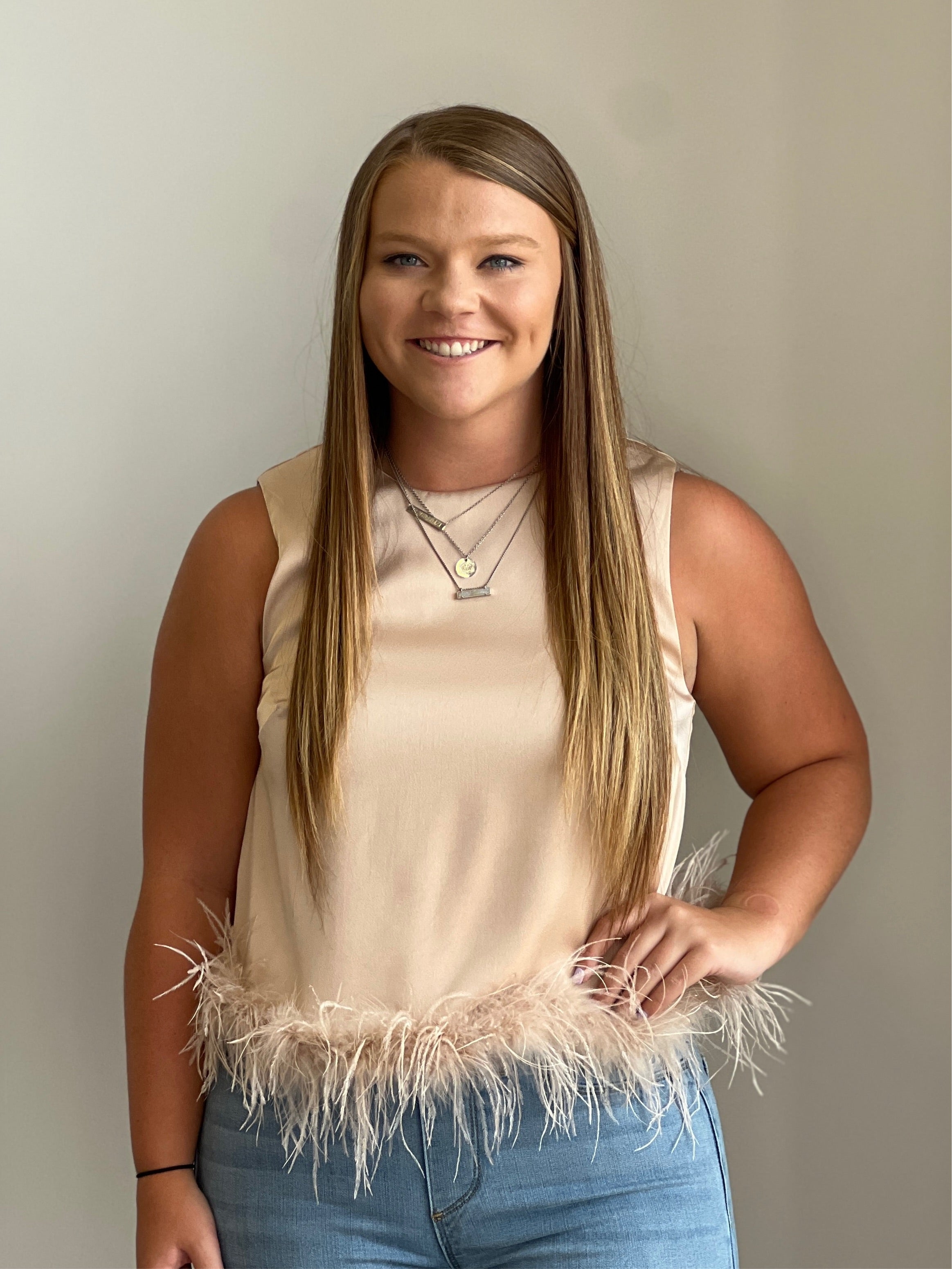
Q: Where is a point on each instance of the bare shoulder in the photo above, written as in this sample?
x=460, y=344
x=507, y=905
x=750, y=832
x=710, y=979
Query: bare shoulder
x=218, y=601
x=722, y=552
x=234, y=547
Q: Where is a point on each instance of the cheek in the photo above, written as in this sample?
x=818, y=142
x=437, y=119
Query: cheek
x=380, y=314
x=532, y=311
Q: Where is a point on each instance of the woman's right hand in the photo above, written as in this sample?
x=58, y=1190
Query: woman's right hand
x=174, y=1224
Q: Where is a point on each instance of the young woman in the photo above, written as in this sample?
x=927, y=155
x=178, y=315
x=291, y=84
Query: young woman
x=421, y=715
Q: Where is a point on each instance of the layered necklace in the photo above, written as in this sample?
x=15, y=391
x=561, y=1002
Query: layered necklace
x=465, y=565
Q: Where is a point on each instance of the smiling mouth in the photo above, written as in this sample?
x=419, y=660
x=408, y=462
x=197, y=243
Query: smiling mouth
x=455, y=348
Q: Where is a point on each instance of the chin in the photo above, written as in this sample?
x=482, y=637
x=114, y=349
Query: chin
x=456, y=405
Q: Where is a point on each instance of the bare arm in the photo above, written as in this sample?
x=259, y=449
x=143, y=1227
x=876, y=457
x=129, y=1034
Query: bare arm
x=201, y=760
x=767, y=684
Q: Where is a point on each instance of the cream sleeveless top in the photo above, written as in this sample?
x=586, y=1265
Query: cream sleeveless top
x=460, y=895
x=455, y=867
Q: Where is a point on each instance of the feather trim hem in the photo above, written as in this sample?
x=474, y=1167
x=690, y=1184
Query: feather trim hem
x=342, y=1074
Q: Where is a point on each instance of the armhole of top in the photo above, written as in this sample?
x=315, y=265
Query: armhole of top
x=667, y=499
x=284, y=488
x=658, y=482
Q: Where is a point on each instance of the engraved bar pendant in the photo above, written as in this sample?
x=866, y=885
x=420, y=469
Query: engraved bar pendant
x=425, y=517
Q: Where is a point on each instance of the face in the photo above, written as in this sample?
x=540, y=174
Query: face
x=457, y=262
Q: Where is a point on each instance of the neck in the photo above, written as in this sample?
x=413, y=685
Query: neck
x=445, y=455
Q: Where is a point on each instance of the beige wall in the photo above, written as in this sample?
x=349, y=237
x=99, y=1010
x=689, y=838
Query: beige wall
x=771, y=181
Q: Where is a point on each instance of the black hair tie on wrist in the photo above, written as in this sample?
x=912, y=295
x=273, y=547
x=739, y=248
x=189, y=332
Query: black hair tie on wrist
x=173, y=1168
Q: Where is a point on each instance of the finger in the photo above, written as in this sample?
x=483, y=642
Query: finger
x=616, y=976
x=663, y=959
x=666, y=994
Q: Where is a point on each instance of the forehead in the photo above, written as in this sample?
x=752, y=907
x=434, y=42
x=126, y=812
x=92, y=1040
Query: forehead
x=428, y=198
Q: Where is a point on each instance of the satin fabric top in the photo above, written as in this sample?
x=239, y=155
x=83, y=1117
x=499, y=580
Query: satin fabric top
x=455, y=867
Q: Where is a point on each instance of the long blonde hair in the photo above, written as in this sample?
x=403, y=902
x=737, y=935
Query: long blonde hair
x=617, y=735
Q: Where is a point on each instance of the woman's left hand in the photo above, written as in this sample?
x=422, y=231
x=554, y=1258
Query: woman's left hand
x=662, y=951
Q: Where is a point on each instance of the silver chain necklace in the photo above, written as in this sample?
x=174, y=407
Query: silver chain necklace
x=465, y=565
x=477, y=592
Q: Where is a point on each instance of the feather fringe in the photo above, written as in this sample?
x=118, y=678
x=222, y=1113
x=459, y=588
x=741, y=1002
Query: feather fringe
x=337, y=1073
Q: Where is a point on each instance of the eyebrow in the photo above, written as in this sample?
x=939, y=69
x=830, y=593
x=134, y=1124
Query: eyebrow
x=501, y=240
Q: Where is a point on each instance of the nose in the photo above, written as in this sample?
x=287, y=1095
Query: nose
x=451, y=292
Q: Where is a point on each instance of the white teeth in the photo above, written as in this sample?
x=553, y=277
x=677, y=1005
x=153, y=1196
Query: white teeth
x=459, y=348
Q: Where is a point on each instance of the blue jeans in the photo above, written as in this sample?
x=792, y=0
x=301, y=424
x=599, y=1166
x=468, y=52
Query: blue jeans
x=610, y=1197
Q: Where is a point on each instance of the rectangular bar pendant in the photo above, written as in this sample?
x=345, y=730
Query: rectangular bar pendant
x=425, y=517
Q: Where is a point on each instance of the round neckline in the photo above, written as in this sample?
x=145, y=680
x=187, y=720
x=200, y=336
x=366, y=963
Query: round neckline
x=448, y=493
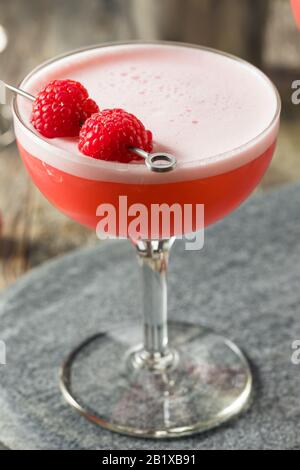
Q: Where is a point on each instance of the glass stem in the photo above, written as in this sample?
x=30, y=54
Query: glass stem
x=153, y=259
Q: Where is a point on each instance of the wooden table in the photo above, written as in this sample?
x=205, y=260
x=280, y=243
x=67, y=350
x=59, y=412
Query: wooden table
x=33, y=231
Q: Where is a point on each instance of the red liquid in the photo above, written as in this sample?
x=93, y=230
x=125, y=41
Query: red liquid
x=79, y=198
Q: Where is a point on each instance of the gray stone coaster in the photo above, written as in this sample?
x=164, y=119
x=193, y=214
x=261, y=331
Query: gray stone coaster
x=244, y=283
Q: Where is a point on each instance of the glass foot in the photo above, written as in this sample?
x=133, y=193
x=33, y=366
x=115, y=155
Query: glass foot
x=209, y=382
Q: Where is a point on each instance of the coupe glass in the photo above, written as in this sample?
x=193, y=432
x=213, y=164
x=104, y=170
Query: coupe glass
x=183, y=378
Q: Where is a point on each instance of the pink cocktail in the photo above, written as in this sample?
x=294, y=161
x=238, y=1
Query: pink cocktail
x=219, y=116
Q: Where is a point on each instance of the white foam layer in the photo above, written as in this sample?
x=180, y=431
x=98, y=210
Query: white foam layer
x=214, y=113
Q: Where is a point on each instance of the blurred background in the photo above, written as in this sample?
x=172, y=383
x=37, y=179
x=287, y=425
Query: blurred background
x=31, y=31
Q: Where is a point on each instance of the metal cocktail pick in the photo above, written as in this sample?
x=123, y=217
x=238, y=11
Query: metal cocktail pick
x=160, y=162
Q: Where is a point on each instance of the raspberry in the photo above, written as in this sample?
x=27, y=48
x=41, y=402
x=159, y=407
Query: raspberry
x=61, y=108
x=108, y=135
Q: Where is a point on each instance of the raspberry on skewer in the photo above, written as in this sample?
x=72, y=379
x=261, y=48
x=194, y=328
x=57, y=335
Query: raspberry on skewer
x=63, y=107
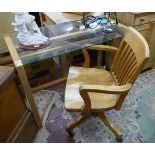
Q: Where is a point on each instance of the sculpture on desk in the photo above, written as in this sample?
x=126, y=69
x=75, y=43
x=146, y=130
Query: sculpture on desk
x=29, y=34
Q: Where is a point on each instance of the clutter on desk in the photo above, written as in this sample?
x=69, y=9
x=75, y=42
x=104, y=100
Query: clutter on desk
x=108, y=21
x=29, y=34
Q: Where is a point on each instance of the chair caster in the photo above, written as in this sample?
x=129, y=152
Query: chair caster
x=70, y=133
x=120, y=140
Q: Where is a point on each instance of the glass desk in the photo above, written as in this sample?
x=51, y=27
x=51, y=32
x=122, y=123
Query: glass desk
x=64, y=38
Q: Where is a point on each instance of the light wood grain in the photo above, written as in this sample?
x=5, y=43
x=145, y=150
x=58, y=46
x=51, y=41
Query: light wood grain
x=92, y=91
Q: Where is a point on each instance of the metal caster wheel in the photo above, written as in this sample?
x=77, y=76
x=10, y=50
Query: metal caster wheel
x=120, y=140
x=70, y=133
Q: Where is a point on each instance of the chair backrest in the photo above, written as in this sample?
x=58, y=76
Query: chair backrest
x=129, y=61
x=130, y=58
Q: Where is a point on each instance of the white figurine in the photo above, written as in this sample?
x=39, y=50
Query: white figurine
x=28, y=31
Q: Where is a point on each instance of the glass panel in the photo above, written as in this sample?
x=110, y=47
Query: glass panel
x=64, y=38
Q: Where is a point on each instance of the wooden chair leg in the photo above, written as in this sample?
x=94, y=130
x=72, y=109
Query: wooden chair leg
x=76, y=123
x=108, y=123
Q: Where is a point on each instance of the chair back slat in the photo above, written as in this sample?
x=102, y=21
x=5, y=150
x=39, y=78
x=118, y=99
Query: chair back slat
x=132, y=53
x=129, y=60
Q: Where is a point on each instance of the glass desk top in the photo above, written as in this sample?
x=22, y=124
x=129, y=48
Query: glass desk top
x=64, y=38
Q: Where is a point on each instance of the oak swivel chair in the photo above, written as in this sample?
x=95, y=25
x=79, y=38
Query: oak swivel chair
x=93, y=91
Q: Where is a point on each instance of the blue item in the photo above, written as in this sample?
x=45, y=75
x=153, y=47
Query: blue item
x=103, y=22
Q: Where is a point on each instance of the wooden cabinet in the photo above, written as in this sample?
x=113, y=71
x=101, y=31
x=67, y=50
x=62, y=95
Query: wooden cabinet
x=16, y=121
x=144, y=22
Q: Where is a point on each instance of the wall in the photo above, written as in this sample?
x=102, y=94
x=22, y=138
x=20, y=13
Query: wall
x=6, y=18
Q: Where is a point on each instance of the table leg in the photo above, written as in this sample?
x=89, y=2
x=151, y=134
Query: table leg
x=28, y=94
x=23, y=78
x=63, y=65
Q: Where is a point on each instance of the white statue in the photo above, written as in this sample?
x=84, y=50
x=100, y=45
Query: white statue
x=28, y=31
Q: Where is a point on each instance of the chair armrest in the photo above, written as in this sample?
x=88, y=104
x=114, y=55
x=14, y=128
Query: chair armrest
x=103, y=48
x=106, y=89
x=100, y=48
x=84, y=89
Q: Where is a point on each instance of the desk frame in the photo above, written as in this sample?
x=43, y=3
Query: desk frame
x=24, y=80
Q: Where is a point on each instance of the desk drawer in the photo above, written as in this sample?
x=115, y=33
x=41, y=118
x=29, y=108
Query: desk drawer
x=144, y=19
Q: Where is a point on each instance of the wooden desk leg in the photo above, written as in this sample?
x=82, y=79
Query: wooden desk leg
x=28, y=93
x=23, y=78
x=63, y=65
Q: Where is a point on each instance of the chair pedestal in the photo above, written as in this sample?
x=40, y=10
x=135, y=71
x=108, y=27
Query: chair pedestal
x=104, y=119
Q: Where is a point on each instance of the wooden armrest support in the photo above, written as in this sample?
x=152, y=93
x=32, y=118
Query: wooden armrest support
x=100, y=48
x=106, y=89
x=103, y=48
x=84, y=89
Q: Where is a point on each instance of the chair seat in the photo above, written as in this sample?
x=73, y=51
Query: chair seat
x=78, y=76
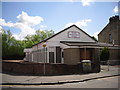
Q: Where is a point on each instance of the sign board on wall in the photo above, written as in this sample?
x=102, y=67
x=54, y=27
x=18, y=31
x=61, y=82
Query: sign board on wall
x=73, y=34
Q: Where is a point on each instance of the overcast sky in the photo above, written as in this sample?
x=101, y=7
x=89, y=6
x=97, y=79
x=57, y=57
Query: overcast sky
x=24, y=18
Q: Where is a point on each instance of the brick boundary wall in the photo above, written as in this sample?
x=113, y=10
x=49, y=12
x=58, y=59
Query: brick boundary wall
x=37, y=68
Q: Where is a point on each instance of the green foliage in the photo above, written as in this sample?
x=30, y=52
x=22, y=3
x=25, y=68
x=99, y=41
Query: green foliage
x=104, y=54
x=13, y=49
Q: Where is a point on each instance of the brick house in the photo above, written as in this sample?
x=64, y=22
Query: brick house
x=110, y=34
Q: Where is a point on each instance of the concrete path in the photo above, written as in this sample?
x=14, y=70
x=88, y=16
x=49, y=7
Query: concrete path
x=45, y=80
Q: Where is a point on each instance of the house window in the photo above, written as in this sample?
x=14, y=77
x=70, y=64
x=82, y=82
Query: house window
x=110, y=38
x=73, y=34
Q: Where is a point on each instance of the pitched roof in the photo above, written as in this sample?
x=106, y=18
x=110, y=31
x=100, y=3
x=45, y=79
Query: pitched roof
x=65, y=30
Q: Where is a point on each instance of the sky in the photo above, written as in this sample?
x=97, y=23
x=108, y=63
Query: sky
x=23, y=18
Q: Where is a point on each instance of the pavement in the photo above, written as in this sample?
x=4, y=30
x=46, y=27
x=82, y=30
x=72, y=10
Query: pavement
x=8, y=79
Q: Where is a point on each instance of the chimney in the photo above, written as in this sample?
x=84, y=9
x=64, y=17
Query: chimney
x=114, y=18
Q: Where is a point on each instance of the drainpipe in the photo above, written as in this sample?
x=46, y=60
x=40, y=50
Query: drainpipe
x=85, y=52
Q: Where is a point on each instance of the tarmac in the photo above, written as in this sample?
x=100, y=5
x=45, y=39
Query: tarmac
x=8, y=79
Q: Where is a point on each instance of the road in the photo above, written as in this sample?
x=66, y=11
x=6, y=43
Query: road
x=110, y=82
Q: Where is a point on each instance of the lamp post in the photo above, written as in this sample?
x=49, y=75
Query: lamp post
x=44, y=45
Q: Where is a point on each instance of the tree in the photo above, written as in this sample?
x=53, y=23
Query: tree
x=13, y=49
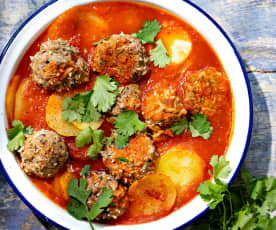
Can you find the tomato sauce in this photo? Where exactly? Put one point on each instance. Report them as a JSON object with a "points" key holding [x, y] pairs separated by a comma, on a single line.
{"points": [[84, 25]]}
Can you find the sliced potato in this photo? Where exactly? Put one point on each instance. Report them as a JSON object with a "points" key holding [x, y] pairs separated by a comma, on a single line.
{"points": [[20, 104], [61, 183], [83, 125], [178, 44], [54, 118], [11, 95], [185, 168], [153, 194]]}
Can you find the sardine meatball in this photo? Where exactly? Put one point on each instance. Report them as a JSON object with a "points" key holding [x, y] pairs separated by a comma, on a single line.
{"points": [[121, 56], [162, 106], [132, 162], [43, 154], [96, 182], [205, 90], [57, 66], [129, 98]]}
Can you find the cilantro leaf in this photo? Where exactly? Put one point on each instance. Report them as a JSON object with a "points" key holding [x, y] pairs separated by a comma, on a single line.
{"points": [[128, 123], [122, 159], [77, 209], [104, 199], [180, 126], [98, 143], [200, 127], [17, 127], [159, 55], [85, 170], [17, 134], [84, 137], [121, 141], [78, 192], [105, 93], [221, 167], [149, 31]]}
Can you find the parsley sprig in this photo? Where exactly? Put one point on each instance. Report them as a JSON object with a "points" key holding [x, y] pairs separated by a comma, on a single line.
{"points": [[198, 125], [17, 135], [147, 34], [86, 136], [245, 206], [127, 124], [87, 106], [78, 199]]}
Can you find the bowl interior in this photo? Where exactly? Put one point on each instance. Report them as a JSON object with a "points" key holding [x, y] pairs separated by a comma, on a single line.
{"points": [[202, 23]]}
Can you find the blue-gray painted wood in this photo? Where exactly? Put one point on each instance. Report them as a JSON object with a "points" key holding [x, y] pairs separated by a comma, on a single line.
{"points": [[251, 26]]}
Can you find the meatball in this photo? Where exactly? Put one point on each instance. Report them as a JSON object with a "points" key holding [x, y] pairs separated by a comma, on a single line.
{"points": [[96, 182], [204, 91], [58, 66], [122, 57], [162, 106], [43, 154], [129, 98], [138, 155]]}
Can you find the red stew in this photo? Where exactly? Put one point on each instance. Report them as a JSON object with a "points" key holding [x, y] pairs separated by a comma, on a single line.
{"points": [[74, 26]]}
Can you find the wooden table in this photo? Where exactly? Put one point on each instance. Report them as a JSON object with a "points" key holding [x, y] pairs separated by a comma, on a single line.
{"points": [[251, 24]]}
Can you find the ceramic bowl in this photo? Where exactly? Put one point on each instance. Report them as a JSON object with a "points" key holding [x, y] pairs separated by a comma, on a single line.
{"points": [[229, 57]]}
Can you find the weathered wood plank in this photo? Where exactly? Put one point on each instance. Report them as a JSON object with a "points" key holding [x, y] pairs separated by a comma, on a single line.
{"points": [[251, 26]]}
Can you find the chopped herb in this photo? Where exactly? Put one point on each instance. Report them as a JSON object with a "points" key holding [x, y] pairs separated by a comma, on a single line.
{"points": [[159, 55], [17, 135], [122, 159], [149, 31], [78, 199], [85, 170], [127, 124], [180, 126], [246, 205], [200, 127]]}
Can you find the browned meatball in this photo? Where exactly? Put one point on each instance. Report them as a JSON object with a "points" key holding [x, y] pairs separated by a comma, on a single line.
{"points": [[162, 106], [139, 153], [129, 98], [58, 66], [43, 154], [205, 90], [96, 183], [122, 57]]}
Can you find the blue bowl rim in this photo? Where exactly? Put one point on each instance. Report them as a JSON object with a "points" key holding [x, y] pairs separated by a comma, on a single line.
{"points": [[248, 91]]}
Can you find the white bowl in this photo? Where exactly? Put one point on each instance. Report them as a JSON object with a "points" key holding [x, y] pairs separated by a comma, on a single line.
{"points": [[229, 57]]}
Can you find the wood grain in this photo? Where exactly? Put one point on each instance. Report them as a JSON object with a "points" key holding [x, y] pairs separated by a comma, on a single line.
{"points": [[252, 28]]}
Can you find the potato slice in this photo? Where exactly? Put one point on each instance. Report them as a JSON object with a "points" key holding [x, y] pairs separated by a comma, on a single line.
{"points": [[153, 194], [185, 168], [54, 118], [11, 95], [178, 44], [20, 104]]}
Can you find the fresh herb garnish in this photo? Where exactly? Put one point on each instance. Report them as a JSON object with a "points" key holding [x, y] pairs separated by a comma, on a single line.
{"points": [[86, 136], [127, 124], [85, 170], [17, 135], [159, 55], [149, 31], [78, 199], [180, 126], [245, 206], [87, 106], [122, 159]]}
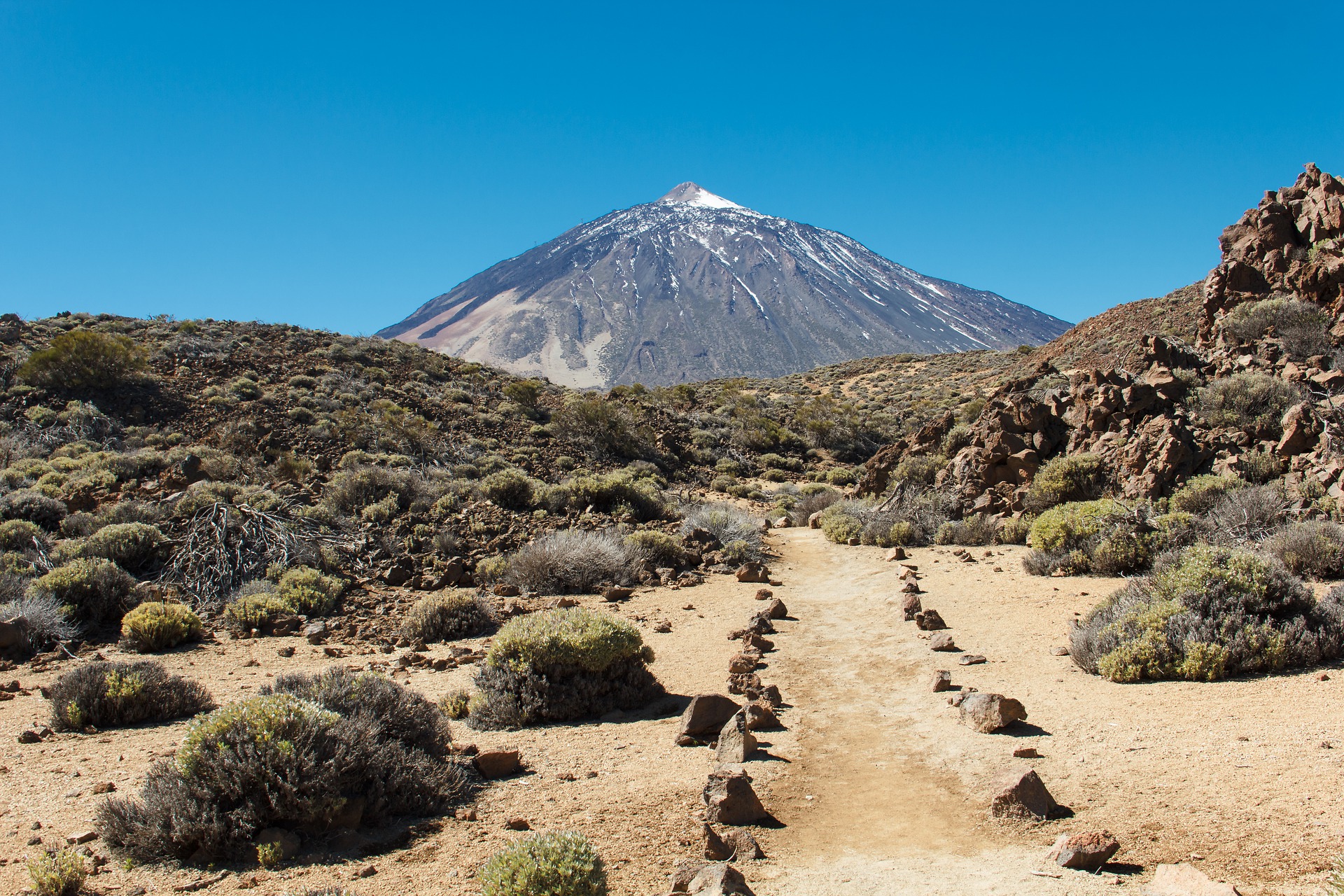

────

▶ _DESCRIPTION OF THE TASK_
Pictures do not belong in your copy; restate word for word the lines from the one containing "Can you find the fresh" through the last line of the records above.

▶ _RESPONSE_
Can you find the fresh herb garnish in this photo? Where exactly? Put one point on each instance. Report them as a JSON object with a "points" key holding [x, y] pairs separated by a comma, on a single line.
{"points": [[86, 136], [127, 124], [85, 170], [17, 135], [159, 55], [149, 31], [78, 199], [180, 126], [245, 206], [87, 106], [122, 159]]}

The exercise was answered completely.